### TASK DIRECTIONS
Identify each line below that contains the word "landing" and copy those lines in full.

Records:
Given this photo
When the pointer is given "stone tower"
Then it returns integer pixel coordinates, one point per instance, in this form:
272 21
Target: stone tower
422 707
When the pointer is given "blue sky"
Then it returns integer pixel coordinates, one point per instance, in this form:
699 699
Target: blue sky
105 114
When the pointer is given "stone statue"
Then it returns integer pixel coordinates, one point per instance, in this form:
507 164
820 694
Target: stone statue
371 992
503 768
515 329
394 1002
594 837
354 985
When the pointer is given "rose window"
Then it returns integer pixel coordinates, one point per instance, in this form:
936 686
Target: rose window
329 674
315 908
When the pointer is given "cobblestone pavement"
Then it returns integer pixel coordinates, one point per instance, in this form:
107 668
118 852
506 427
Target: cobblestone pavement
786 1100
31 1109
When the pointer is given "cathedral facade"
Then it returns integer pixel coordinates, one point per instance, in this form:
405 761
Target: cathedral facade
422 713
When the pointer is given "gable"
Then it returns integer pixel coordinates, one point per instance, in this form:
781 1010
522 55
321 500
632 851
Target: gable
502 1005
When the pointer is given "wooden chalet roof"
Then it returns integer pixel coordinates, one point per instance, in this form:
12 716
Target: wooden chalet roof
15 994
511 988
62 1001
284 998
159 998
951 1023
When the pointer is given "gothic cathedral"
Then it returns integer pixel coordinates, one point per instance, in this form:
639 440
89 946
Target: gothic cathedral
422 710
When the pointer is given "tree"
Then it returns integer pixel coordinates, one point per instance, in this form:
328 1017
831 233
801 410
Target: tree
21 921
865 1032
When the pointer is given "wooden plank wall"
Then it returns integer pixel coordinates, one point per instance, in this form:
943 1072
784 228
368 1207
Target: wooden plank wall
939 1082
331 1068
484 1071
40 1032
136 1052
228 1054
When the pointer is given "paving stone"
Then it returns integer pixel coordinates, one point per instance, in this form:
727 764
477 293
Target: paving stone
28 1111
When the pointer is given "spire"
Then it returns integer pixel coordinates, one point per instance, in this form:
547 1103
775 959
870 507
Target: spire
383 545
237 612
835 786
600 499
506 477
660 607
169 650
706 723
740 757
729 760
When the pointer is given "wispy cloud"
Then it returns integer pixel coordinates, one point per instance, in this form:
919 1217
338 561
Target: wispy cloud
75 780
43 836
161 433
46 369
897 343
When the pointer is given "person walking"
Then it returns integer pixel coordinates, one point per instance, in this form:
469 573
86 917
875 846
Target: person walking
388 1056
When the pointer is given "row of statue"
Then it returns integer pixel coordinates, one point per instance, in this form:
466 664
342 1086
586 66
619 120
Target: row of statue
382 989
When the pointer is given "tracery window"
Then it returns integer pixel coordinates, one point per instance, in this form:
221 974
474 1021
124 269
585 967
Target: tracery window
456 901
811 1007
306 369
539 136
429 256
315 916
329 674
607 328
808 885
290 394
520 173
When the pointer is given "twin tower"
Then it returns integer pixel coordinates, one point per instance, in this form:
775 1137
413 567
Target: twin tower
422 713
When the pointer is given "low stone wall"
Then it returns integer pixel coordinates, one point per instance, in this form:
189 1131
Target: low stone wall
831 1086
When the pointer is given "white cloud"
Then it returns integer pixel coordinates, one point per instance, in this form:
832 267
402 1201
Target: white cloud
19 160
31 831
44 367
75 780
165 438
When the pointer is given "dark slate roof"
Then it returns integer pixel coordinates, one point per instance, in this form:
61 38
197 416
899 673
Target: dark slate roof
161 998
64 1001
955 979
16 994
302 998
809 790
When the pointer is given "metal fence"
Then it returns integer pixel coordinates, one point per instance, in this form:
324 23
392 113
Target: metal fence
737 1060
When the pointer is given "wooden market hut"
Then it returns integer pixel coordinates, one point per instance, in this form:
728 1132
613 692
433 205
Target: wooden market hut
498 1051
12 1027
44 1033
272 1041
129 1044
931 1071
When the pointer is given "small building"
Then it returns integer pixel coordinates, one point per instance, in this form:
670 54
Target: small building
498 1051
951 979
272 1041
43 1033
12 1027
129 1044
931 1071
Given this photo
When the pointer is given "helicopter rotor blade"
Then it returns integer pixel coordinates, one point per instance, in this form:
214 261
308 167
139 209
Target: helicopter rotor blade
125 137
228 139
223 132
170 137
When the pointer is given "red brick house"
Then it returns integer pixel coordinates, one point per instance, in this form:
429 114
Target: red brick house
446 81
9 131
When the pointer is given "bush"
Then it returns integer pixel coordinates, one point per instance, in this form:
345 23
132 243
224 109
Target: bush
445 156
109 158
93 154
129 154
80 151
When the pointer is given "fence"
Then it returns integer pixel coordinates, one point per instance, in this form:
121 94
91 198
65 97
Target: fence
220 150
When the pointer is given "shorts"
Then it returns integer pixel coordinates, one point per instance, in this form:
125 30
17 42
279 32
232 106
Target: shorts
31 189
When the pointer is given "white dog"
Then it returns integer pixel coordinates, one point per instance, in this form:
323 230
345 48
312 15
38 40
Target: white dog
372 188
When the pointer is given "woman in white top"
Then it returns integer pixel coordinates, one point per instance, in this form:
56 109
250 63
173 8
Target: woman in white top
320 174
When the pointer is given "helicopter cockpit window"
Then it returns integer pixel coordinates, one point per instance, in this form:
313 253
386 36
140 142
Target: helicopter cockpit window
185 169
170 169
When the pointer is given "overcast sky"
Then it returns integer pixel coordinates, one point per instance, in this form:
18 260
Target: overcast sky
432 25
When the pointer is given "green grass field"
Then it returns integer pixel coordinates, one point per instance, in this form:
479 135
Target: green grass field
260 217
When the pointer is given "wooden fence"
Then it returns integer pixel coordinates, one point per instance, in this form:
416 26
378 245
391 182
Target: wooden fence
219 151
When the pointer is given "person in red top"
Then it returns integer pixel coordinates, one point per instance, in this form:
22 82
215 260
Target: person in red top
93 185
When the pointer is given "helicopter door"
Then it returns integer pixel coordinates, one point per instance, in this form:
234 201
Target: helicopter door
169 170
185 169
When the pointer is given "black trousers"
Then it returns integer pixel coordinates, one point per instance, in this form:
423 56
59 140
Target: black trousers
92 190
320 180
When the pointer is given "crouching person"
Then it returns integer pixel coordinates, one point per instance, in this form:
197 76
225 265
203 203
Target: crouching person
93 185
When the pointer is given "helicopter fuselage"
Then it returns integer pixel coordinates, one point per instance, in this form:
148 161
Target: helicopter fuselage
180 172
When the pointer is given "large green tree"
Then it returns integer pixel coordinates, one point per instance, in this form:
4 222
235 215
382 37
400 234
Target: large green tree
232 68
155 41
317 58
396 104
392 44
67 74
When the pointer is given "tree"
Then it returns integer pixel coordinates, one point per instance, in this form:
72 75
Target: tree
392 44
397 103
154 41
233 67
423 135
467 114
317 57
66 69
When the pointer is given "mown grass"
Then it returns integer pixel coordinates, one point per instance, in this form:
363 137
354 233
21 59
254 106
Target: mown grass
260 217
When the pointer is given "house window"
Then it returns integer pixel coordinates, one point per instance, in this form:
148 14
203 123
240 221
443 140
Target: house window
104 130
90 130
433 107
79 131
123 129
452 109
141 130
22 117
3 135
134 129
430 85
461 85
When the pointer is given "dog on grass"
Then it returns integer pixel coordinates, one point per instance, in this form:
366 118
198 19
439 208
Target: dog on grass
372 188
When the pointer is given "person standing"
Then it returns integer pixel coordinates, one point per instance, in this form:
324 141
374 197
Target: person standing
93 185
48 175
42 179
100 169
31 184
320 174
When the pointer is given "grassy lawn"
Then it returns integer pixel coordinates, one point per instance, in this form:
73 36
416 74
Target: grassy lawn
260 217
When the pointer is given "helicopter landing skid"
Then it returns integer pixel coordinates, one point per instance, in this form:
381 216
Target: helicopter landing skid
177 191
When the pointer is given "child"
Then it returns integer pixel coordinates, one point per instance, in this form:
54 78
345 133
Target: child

### WRITTEN SOLUTION
When the pointer is given "helicopter landing skid"
Target: helicopter landing skid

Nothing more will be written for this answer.